TEXT SHOWN:
G. A. Malanina

Semidirect Products of Cyclic \(p\)-Groups

(Presented by Academician A. I. Mal'cev, 28 I 1960)

The work is devoted to \(p\)-groups that are decomposable into a semidirect product of cyclic subgroups. Groups of this kind can be characterized as \(p\)-groups possessing an invariant series with cyclic factors, all members of which are complemented in the group. In the commutative case this condition is satisfied by direct products of cyclic \(p\)-groups and only by them. In the general case the \(p\)-groups under consideration turn out to be two-step solvable (see Theorem 3).

It is known that in the commutative case of the \(p\)-groups considered here, any two of their direct decompositions with cyclic factors are isomorphic \((^{1})\); in the general case it turns out that this property is preserved for \(p \ne 2\) for any two semidirect decompositions of this kind (see Theorem 9).

EXERCISE MATERIALS:
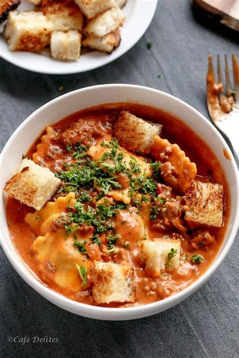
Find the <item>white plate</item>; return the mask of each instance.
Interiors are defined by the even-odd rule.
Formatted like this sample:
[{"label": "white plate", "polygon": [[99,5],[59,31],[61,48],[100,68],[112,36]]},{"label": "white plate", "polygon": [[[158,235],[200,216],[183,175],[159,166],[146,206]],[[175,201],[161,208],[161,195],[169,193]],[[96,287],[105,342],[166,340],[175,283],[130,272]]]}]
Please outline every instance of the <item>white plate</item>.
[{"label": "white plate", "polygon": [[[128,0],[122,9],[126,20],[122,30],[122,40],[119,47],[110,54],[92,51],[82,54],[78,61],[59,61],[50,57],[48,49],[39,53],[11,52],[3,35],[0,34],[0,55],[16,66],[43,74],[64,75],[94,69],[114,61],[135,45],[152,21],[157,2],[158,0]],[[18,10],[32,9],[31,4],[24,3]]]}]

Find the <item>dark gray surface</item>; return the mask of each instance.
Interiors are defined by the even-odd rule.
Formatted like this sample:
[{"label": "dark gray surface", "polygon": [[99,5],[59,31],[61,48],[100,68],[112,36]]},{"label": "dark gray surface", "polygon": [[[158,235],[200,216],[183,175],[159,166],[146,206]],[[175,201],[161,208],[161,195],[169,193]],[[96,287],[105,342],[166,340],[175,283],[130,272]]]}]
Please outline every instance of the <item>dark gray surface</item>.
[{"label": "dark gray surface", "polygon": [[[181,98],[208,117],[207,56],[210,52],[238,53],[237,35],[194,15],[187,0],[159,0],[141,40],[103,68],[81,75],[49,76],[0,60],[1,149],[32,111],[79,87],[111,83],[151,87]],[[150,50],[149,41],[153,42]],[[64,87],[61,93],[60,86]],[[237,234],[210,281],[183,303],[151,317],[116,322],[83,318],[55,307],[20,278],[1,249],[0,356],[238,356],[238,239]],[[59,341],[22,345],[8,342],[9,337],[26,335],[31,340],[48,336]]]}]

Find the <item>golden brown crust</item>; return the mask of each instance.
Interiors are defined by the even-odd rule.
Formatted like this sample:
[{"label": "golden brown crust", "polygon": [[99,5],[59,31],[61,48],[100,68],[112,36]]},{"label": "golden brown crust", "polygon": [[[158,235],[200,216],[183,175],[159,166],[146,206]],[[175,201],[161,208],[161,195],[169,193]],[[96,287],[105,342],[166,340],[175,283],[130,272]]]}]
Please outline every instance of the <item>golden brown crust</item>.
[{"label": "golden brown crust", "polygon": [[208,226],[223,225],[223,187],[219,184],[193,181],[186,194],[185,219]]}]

==

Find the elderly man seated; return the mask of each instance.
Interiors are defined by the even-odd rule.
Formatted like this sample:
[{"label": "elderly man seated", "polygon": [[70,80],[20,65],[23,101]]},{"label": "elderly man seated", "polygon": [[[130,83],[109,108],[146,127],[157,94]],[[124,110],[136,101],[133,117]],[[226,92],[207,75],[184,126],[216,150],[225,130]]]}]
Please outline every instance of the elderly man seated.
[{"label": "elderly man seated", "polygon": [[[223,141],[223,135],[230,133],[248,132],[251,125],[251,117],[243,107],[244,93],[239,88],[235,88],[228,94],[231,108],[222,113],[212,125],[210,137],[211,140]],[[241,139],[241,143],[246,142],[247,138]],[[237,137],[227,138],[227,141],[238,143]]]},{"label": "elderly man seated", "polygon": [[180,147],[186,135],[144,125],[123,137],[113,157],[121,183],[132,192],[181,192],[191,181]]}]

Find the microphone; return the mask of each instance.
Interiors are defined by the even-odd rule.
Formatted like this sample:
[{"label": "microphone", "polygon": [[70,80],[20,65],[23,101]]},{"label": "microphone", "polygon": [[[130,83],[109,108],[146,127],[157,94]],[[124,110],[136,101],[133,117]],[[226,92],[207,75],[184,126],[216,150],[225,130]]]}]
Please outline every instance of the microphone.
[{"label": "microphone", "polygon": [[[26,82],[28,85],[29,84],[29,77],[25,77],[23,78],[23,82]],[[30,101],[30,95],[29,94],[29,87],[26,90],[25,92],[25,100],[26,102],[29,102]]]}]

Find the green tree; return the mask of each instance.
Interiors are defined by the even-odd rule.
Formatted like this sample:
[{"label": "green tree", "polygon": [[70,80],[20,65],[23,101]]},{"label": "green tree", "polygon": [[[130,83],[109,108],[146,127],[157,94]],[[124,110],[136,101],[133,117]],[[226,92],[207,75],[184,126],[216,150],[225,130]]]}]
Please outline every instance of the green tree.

...

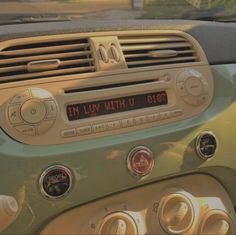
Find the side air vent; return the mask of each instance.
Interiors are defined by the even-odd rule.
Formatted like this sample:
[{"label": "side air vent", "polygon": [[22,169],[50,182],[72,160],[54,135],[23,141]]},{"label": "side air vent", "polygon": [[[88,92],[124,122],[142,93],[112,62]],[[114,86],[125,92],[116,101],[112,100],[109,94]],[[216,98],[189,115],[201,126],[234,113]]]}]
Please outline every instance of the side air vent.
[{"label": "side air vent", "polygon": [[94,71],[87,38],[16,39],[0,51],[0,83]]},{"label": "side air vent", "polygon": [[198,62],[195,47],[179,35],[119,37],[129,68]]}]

DIRECTIVES:
[1] Reproduce the part of the text on semidirect products of cyclic p-groups that opens with the words containing "Semidirect Products of" and closes with "(see Theorem 9).".
[2] In the listing, update the part that opens with the line containing "Find the <item>golden" and closes with the line containing "Please outline every instance of the <item>golden" by replacing "golden brown crust" with "burnt crust" and leaving everything else unchanged. Return only those lines.

RESULTS BY TASK:
[1]
Semidirect Products of Cyclic \(p\)-Groups

(Presented by Academician A. I. Mal'cev, 28 I 1960)

The work is devoted to \(p\)-groups that are decomposable into a semidirect product of cyclic subgroups. Groups of this kind can be characterized as \(p\)-groups possessing an invariant series with cyclic factors, all members of which are complemented in the group. In the commutative case this condition is satisfied by direct products of cyclic \(p\)-groups and only by them. In the general case the \(p\)-groups under consideration turn out to be two-step solvable (see Theorem 3).

It is known that in the commutative case of the \(p\)-groups considered here, any two of their direct decompositions with cyclic factors are isomorphic \((^{1})\); in the general case it turns out that this property is preserved for \(p \ne 2\) for any two semidirect decompositions of this kind (see Theorem 9).

[2]
Find the <item>burnt crust</item>; return the mask of each instance.
Interiors are defined by the even-odd rule.
Formatted like this sample:
[{"label": "burnt crust", "polygon": [[99,5],[59,31],[61,48],[100,68],[112,36]]},{"label": "burnt crust", "polygon": [[[158,235],[200,216],[183,175],[159,166],[146,206]],[[175,201],[161,208],[161,195],[169,193]],[[96,287],[105,342],[166,340],[175,283],[130,272]]]}]
Please outline every instance of the <item>burnt crust</item>.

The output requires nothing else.